## [Sayfa alıntısı]

####################

Aday adayı ve adaylara naçizane önerilerim: Gaza gelen kaz olmayın

Aktan Uslu

Gazetecilik dahil gırtlağına kadar çamura boğulan ülkemizde tüm camia veya “camia” üzerime tankla tüfekle gelse dahi, hele ki bu dönemde tekrarlamak gerekir ki..

Haber, mesleğin kutsalıdır.

Kutsal olanı, para kirletir.

Elbette gerek kurumsal gerek kişisel yaşam için paraya gereksinim vardır ancak o geliri sağlamanın ahlaki yol ve yöntemleri vardır.

Bu noktada da paraya baktığınızda ne gördüğünüz çok önemlidir:

Parayı, araç edinirseniz sorun yok. Amaç edinirseniz şu olur:

İlgili paylaşımı sonrası, o paylaşımının altına da yanılmıyorsam zehir zemberek öfke kustuktan sonra takipte de engellediğim..

Üstelik kendisine “Bilmemne gazetecileri derneği başkanı” sıfatı da ekleyen,

Ve ne yazık ki kamuoyu tarafından da “Gazeteci” kabul edilen bir meslek çıbanı bir süre önce bir sosyal medya paylaşımında, parasız haber yapmayacağını duyurmuştu.

Rezilliğin, ahlaksızlığın zirvesi olmuş ve yaptığını savunan, şu tanımı da hak etmişti:

Cahillik çok iyi bi’şi. Ne güzel. Her şeyi biliyorsun.

Şuna sebep oluyorlar, saç baş yoluyorum.

Vakti zamanında CHP Darıca Kadın Kolları’nın karıştığı bir hadisede soluğu apar topar Darıca’da almış..

####################

## [Verilen görev 1]
Gazetecilik üzerine yazının "Gazetecilik dahil gırtlağına" sözlerinden "Haber, mesleğin kutsalıdır." sözlerine kadar olan kısmını birebir kopyalayın.
## [Verilen görev 2]
Gazetecilik üzerine yazıyı kaldığı yerden devam ettirin.
Bu işi yapmak için kayıtlara ihtiyaç yoktur.

####################

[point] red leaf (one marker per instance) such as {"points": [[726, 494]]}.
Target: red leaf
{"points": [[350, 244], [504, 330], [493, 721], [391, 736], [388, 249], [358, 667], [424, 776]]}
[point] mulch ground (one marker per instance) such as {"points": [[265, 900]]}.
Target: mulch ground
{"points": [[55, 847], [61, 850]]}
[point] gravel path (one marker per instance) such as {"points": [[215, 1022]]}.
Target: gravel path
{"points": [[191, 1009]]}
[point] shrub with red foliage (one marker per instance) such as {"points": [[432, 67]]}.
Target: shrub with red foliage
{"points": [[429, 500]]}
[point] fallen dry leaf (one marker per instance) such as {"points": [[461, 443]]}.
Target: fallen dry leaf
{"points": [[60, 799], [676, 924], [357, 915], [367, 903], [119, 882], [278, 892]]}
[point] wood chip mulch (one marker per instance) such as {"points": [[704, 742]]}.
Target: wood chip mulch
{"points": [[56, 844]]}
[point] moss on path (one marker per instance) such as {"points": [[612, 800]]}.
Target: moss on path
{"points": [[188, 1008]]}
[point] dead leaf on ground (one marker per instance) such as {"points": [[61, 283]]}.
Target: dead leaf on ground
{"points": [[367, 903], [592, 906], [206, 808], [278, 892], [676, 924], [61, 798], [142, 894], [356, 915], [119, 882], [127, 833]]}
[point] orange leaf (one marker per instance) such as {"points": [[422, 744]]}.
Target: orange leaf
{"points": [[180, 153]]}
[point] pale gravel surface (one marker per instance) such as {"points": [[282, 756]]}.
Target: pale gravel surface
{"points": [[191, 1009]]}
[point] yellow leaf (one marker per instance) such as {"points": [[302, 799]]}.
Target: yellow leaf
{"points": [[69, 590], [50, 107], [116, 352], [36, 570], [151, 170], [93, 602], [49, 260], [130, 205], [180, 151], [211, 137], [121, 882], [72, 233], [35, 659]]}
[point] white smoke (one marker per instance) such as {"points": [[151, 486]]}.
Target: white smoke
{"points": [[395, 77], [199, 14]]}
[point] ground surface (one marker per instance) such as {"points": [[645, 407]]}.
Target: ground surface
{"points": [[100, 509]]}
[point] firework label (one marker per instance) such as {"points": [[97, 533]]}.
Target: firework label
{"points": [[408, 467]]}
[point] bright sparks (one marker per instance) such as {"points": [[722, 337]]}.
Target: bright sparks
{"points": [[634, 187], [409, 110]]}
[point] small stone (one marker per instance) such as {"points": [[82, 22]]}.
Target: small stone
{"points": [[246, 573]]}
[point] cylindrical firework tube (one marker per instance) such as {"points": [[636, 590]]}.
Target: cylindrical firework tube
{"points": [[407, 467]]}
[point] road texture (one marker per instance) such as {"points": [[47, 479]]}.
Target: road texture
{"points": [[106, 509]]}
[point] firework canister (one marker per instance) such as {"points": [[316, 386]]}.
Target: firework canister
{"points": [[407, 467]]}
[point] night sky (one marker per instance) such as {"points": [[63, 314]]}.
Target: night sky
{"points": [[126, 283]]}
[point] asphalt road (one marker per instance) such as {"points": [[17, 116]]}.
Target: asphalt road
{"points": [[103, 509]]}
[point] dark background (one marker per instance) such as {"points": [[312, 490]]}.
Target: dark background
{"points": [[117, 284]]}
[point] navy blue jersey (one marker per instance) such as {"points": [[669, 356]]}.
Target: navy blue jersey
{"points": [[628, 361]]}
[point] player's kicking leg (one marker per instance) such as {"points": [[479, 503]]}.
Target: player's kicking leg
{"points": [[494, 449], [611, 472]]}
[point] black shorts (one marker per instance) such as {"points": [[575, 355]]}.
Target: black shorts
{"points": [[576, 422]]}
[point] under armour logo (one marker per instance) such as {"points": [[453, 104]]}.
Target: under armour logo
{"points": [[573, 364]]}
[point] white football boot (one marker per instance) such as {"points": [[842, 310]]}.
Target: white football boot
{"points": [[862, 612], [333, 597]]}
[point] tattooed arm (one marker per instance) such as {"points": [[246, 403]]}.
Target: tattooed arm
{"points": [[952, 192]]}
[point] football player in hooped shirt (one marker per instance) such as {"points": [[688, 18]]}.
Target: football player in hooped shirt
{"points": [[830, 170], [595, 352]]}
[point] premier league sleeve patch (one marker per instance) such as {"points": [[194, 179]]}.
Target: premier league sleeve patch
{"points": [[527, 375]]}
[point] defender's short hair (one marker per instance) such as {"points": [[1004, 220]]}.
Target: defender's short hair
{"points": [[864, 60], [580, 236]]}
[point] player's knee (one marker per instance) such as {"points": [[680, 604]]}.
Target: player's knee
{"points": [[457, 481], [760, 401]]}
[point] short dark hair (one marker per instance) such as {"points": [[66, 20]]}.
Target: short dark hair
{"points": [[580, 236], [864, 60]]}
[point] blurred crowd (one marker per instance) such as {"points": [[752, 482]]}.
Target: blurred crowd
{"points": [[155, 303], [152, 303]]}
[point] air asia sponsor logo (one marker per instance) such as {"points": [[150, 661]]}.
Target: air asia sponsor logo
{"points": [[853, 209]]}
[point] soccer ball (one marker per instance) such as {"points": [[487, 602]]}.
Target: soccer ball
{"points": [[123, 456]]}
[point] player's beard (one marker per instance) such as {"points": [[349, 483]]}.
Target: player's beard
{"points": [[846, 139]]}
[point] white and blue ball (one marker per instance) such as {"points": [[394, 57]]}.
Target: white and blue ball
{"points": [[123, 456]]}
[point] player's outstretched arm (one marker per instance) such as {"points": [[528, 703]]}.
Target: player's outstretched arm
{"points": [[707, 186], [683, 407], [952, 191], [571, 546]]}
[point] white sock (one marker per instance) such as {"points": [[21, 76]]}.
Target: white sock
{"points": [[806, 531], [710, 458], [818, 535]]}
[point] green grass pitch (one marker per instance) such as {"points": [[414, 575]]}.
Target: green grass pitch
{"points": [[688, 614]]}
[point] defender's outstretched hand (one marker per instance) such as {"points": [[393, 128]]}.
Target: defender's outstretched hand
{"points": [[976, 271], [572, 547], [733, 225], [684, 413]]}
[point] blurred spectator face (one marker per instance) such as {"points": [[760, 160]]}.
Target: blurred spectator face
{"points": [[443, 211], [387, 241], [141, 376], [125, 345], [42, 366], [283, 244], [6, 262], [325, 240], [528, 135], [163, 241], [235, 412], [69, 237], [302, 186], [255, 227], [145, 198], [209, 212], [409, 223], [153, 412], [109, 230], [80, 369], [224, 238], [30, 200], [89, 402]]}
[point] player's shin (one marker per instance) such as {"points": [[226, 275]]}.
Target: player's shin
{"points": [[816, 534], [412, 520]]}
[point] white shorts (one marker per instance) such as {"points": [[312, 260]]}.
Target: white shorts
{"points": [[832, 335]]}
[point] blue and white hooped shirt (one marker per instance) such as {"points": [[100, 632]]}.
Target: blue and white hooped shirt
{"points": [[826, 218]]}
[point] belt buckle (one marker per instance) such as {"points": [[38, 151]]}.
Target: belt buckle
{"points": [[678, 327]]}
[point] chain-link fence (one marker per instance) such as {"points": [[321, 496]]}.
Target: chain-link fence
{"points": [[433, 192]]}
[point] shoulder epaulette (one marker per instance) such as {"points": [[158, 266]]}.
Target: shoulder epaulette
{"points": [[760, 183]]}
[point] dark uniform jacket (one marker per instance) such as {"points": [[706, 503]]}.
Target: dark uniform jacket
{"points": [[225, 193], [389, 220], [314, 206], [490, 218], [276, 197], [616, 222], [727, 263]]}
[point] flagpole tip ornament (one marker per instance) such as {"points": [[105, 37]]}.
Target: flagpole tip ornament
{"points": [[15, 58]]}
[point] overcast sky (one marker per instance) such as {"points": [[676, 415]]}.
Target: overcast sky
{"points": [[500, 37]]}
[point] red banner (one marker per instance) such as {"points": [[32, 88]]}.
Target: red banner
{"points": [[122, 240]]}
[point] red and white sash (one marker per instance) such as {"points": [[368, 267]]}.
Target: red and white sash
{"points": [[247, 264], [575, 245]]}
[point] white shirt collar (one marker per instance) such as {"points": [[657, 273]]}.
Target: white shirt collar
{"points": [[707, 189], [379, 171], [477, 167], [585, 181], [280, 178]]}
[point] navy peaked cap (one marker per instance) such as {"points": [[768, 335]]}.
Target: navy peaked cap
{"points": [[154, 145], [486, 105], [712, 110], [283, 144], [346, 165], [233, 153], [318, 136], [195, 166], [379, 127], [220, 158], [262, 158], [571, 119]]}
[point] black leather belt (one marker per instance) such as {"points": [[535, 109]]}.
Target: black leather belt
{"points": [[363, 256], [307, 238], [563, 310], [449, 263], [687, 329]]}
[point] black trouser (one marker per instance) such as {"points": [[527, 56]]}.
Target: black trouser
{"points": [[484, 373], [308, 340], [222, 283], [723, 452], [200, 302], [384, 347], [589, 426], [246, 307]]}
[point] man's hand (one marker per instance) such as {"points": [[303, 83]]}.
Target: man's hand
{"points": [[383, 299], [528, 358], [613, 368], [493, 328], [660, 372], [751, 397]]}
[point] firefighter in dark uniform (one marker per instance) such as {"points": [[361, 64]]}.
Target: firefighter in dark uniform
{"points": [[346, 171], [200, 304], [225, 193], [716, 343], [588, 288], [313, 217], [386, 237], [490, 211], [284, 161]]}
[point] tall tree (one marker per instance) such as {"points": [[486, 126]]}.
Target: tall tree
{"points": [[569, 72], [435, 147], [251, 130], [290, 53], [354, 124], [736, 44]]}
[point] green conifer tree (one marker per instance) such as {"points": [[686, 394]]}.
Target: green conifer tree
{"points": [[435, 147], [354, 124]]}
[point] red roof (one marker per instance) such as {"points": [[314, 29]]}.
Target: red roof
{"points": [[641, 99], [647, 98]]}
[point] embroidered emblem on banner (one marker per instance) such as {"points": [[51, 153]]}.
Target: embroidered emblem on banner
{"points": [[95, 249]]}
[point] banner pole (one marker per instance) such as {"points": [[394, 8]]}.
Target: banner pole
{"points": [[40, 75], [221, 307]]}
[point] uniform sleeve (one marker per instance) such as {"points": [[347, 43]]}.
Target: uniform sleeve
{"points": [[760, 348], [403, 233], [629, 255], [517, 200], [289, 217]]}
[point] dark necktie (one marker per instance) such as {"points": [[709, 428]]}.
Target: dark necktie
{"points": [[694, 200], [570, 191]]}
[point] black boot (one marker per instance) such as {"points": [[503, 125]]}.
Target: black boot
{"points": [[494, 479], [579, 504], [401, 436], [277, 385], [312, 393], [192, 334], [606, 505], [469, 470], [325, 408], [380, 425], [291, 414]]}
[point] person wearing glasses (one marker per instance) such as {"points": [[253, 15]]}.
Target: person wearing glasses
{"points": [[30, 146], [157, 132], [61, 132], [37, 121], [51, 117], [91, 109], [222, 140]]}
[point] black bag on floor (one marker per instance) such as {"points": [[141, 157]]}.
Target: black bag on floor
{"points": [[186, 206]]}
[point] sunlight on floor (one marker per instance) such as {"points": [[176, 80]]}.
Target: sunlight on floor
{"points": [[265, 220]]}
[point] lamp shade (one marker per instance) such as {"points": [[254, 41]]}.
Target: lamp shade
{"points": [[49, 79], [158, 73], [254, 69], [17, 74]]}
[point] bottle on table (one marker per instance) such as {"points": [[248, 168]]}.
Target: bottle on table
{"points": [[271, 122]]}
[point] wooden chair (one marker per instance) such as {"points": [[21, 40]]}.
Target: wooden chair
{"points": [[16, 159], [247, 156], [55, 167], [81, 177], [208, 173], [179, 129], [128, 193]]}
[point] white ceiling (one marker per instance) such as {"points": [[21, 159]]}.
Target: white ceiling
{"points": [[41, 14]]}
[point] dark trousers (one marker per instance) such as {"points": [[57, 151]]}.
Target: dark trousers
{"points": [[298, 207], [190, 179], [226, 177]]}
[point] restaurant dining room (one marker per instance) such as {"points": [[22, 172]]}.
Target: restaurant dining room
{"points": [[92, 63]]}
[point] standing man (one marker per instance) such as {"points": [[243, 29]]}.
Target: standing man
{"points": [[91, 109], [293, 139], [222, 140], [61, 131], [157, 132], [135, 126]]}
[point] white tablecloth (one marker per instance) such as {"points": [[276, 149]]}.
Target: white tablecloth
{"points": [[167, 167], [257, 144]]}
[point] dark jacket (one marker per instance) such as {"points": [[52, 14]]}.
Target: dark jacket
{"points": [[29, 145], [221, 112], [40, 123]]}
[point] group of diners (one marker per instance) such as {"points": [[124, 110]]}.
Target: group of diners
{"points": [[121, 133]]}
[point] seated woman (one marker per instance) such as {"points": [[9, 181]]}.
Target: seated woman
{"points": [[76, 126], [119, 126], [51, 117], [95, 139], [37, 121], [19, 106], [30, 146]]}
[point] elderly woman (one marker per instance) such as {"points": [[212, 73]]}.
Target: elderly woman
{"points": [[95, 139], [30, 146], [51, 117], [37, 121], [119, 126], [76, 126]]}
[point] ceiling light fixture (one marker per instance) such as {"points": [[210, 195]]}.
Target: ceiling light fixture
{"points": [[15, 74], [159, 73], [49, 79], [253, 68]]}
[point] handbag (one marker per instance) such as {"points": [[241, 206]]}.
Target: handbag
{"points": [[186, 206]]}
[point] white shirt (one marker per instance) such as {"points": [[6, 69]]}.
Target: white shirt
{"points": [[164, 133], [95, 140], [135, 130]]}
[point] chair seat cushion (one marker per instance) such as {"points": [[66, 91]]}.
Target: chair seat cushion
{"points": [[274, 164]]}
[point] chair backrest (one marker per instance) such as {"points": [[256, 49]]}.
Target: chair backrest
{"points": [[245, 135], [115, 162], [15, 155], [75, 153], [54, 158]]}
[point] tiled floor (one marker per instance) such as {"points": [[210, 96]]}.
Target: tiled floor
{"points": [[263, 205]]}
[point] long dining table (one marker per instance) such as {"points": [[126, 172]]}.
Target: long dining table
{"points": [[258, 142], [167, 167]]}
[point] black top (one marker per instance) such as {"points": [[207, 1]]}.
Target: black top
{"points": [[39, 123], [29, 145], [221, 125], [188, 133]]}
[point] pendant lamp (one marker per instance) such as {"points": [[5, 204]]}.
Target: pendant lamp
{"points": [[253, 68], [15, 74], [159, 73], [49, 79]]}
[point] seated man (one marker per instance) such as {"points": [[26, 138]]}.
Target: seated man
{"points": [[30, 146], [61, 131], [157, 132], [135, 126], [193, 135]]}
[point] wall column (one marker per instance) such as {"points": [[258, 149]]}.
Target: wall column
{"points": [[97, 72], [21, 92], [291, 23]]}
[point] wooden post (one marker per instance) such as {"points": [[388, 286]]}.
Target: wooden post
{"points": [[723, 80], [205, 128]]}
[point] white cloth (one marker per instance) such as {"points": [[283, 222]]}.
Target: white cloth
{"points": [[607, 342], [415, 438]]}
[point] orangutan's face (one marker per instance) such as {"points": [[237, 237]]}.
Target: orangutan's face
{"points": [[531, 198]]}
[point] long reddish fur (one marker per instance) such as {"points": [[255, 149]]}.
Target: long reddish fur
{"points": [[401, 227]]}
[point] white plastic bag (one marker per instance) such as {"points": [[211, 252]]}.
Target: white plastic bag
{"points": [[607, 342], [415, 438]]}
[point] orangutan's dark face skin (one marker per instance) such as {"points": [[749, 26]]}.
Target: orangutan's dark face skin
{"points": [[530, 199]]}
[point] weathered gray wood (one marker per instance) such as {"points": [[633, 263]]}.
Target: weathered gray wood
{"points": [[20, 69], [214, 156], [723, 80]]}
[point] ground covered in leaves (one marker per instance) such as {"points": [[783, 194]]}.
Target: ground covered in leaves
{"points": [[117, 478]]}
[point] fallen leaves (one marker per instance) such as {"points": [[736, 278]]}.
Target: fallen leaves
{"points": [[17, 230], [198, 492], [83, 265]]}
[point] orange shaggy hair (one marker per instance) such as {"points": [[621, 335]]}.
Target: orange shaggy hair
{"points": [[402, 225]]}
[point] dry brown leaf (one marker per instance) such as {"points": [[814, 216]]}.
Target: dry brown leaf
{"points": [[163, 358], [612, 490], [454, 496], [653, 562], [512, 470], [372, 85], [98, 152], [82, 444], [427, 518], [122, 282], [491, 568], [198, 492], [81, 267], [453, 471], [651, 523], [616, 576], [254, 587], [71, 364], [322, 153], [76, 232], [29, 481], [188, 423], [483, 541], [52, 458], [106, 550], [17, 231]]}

####################

## [Beklenen yanıt 1]
Gazetecilik dahil gırtlağına kadar çamura boğulan ülkemizde tüm camia veya “camia” üzerime tankla tüfekle gelse dahi, hele ki bu dönemde tekrarlamak gerekir ki..

Haber, mesleğin kutsalıdır.

## [Beklenen yanıt 2]
Dönemin Kadın Kolları Başkanı’ndan vakaya dair görüş almış ve o görüşmenin sonunda, “Borcum ne kadar?” sorusuna muhatap olmuştum.

Çünkü gelinen aşamada, kamuoyunun genel algısı da aynı şekilde oluştu. Halkımız haberciliğin, parayla yapıldığını, gazetelerin veya gazetecilerin hele ki o haber bir röportaj, hele ki sanayici esnaf haberi falansa, kişi merkezli haberse parayla yapıldığını zannetmiş, vakti zamanında sosyal medyadan paylaştığım;

“Mecburi bir açıklama. O zaman paralar nerede? Evde kıyamet kopacak” başlıklı uzunca paylaşımımı şöyle bağlamıştım:

Diğer detay şu..

Yazdığım para, yazmadığım para..

Yazıyorsam para aldığım için yazıyor, yazmıyorsam yine para aldığım için yazmıyorumdur..

Ayaklı darphane gibiyim..

Madem saniyem bile para, nerede lan bu paralar. Yerini ben bilmiyorum..

Bilen varsa bildirsin. Evde İçişleri Bakanı ile kralın kızı kıyamet koparacak, “Bizden para mı saklıyorsun?” diye..

Tek endişem ondan..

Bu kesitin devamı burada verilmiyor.